» WRITTEN EXERCISE: Copy out the listing below, word for word, from its first line through the line containing "Query: red awning", including both of those lines.

» EXERCISE INPUTS:
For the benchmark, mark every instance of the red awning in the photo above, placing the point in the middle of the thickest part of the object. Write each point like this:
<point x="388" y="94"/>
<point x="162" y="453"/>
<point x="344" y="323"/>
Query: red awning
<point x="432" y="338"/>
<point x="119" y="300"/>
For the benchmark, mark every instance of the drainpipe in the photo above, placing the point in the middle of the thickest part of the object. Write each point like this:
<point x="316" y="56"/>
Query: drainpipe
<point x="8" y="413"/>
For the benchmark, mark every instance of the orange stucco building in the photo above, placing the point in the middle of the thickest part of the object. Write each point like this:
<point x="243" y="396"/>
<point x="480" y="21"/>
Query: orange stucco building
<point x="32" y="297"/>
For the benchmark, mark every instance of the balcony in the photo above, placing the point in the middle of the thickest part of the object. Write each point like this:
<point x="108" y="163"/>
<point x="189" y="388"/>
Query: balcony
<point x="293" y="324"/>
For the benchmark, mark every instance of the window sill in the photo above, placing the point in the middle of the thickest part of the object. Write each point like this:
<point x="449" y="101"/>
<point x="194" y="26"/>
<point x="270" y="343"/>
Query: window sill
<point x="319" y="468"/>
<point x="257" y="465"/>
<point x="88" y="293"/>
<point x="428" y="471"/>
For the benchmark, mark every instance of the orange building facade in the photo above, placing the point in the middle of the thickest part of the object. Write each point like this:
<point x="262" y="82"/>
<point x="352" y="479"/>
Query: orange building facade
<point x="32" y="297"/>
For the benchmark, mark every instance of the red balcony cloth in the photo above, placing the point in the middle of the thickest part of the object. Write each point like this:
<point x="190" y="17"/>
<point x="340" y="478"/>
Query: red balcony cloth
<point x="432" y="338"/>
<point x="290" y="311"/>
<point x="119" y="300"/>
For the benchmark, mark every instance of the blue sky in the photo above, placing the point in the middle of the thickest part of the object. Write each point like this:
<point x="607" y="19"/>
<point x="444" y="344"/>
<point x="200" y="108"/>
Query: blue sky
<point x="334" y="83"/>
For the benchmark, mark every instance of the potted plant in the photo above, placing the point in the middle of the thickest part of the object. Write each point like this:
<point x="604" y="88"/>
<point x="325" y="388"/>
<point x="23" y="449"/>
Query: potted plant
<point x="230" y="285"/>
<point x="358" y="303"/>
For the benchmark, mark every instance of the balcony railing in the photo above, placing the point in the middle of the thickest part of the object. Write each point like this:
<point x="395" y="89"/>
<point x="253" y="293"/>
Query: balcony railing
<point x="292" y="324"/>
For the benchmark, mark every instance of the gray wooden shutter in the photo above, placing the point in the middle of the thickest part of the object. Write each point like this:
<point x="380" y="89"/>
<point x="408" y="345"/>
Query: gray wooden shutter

» THE SOLUTION:
For the benchmark, mark every instance of the red awning in the photo above, placing the point in the middle of the thickest part of the object. Write each point like this:
<point x="388" y="94"/>
<point x="162" y="453"/>
<point x="344" y="323"/>
Query: red awning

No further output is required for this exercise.